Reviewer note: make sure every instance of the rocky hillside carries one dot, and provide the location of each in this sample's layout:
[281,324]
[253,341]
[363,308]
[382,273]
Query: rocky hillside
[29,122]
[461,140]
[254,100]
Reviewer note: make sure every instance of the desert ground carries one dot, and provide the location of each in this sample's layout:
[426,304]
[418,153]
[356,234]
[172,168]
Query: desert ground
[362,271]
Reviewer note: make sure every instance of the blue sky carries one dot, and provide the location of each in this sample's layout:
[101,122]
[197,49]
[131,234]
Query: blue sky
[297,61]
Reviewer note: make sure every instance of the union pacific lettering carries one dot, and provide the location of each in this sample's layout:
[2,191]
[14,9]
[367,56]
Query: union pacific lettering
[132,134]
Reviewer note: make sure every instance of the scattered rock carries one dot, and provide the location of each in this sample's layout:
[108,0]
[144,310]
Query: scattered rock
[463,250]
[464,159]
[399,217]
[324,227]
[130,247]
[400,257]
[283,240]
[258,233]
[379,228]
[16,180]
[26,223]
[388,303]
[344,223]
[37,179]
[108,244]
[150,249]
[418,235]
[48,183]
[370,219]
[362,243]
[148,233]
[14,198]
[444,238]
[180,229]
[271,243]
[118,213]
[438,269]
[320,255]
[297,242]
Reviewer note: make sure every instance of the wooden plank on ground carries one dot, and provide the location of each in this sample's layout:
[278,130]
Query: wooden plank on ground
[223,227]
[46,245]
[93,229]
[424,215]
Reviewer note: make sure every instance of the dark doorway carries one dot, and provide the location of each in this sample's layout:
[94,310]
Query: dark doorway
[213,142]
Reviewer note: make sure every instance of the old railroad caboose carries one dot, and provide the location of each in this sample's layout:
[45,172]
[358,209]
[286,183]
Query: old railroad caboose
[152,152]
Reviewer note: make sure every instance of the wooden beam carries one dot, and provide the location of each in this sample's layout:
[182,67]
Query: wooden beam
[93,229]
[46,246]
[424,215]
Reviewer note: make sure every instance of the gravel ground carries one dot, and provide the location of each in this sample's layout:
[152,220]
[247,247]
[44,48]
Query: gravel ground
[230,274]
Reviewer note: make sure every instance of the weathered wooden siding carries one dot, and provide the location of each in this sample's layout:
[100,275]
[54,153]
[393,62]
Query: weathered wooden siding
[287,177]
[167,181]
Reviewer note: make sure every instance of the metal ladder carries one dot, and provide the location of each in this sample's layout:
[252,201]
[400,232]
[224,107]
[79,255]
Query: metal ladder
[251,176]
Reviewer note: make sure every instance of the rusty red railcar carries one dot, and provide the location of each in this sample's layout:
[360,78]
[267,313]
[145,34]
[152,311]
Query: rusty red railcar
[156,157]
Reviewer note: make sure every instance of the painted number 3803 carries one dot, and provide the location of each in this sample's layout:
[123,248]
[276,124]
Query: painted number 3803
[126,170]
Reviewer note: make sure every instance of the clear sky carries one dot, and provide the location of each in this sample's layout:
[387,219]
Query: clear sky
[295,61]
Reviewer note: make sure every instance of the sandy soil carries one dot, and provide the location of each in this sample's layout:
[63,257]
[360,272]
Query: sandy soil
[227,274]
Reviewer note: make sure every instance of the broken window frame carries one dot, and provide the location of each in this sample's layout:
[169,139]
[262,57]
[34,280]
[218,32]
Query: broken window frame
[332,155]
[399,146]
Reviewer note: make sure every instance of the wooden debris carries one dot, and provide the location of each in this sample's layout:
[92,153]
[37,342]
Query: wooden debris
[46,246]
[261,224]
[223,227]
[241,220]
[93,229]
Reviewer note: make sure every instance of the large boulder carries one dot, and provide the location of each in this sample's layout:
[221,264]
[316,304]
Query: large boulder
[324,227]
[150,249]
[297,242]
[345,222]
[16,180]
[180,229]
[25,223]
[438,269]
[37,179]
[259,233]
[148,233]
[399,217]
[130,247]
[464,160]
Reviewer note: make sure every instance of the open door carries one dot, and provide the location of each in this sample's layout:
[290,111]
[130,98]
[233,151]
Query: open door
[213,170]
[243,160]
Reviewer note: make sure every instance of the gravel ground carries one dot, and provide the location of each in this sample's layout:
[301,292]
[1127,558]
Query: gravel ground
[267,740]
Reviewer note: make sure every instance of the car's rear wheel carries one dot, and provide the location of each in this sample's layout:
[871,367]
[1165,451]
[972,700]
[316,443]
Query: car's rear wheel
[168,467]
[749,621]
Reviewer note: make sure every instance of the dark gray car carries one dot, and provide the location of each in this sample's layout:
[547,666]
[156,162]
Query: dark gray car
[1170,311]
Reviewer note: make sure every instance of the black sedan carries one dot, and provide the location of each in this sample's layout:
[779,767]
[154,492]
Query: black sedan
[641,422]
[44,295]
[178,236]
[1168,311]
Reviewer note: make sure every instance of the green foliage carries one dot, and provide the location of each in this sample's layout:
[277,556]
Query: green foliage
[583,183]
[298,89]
════════════════
Nothing may be omitted. Restate all of the entries exactly.

- **SOLUTION TO THE PROBLEM**
Reviewer note: make sure every instance of the rocky hillside carries one dot, and provide the location of each in this sample's layout:
[281,324]
[253,341]
[363,308]
[382,273]
Query: rocky hillside
[29,122]
[461,140]
[254,100]
Reviewer note: make sure every instance of the desert ground carries one dot, and provide the location of each in this sample's layout:
[426,304]
[418,153]
[356,234]
[172,168]
Query: desert ground
[362,271]
Reviewer note: make sure every instance of the blue sky carries one dot, and provide the location of each in this sample's layout:
[101,122]
[197,49]
[131,234]
Query: blue sky
[297,61]
Reviewer note: make sure every instance of the union pacific lettering carries one dot, and provide the location of each in this sample's layout:
[2,191]
[14,9]
[367,56]
Query: union pacific lettering
[132,134]
Reviewer note: make sure every instance of the scattered rock carries one dot, and provide the location of each in this sample's layout:
[108,0]
[144,310]
Query: scattered rock
[463,250]
[464,159]
[399,217]
[324,227]
[130,247]
[400,257]
[283,240]
[258,233]
[379,228]
[16,180]
[26,223]
[388,303]
[344,223]
[37,179]
[108,244]
[150,249]
[418,235]
[48,183]
[370,219]
[362,243]
[148,233]
[14,198]
[444,238]
[180,229]
[271,243]
[118,213]
[438,269]
[320,255]
[297,242]
Reviewer note: make sure every instance of the wooden plank on ground carries one dot, and provide the location of each in this sample's layout:
[278,130]
Query: wooden plank on ground
[223,227]
[46,245]
[93,229]
[424,215]
Reviewer note: make sure every instance of the dark doorway carries one dot, and provide the location of each in this sample's layout:
[94,310]
Query: dark doorway
[213,142]
Reviewer note: make sure every instance of the old railroad caboose carries one dot, and provide the location of each in this sample's layout:
[45,172]
[358,209]
[286,183]
Query: old railroad caboose
[152,152]
Reviewer note: make sure every instance of the wooden beam carries one dot, and provide the location of each in this sample's layout:
[182,67]
Query: wooden beam
[93,229]
[46,246]
[424,215]
Reviewer note: make sure every instance of the gravel ground carries one dot, and provide the location of each in this sample's layout:
[152,220]
[247,247]
[44,48]
Query: gravel ground
[230,274]
Reviewer note: make sure every instance of the weathered wooden siding carries one dot, and provide the location of each in this sample's layout:
[100,275]
[54,153]
[393,62]
Query: weathered wooden siding
[287,177]
[167,181]
Reviewer note: make sure every instance of the metal ladder carries one dot, and provide the location of each in this sample's layout:
[252,201]
[400,232]
[224,107]
[79,255]
Query: metal ladder
[251,176]
Reviewer note: make sure every instance of the rusty red railcar carries one dot, and provide the location of each in this sample's layout:
[360,78]
[267,313]
[145,34]
[152,311]
Query: rusty red railcar
[156,157]
Reviewer note: make sure every instance of the painted number 3803 carries one dot, and provide the location of each in this sample's layout:
[123,248]
[276,124]
Query: painted number 3803
[126,170]
Reviewer note: make sure every instance of the clear sky carries one dot, and provide the location of each in this sample's layout:
[387,219]
Query: clear sky
[295,61]
Reviewer note: make sure every instance of the sandy soil carries one dot, and provide the location of each in this sample's layout:
[63,257]
[360,272]
Query: sandy soil
[227,274]
Reviewer note: make sure every instance of the broken window frame carries one dot, and provide the location of each in this sample's layout:
[169,139]
[262,57]
[34,280]
[218,32]
Query: broken window frame
[332,155]
[399,146]
Reviewer note: make sure every instance of the wooden debris carries one dot, and provide the location of each in this sample's layout:
[92,153]
[37,342]
Query: wooden debris
[46,246]
[261,224]
[223,227]
[241,220]
[93,229]
Reviewer note: make sure every instance of the large boulder carries one dot, and provide the location of each in this sample's layout:
[221,264]
[316,304]
Query: large boulder
[324,227]
[150,249]
[297,242]
[345,222]
[16,180]
[180,229]
[25,223]
[438,269]
[37,179]
[259,233]
[148,233]
[399,217]
[130,247]
[464,160]
Reviewer note: make sure every instance of the open door carries one dot, and provide the location of each in this sample's layout:
[290,111]
[130,98]
[233,151]
Query: open door
[213,170]
[243,160]
Reviewer note: make sure every instance of the gravel ground carries one dot, and provide the location of each in this sample's layout:
[301,292]
[1127,558]
Query: gravel ground
[267,740]
Reviewer note: make sure every instance of the car's rear wheel carries one dot, and provide the location of each in this sample's layout:
[871,367]
[1165,451]
[972,700]
[316,443]
Query: car's rear wheel
[168,467]
[749,621]
Reviewer note: make sure every instance of the dark gray car carries one dot, and provide the location of each in this sample's layout:
[547,666]
[156,162]
Query: dark gray car
[1170,311]
Reviewer note: make sure every instance of the black sedan carries one dot, and provide the location of each in this sample's layout:
[779,767]
[154,492]
Query: black sedan
[641,422]
[44,295]
[178,236]
[1168,311]
Reviewer note: make sure every instance of the green foliage carries one dot, and provide the location of each in this sample's layout:
[277,556]
Query: green foliage
[583,183]
[298,89]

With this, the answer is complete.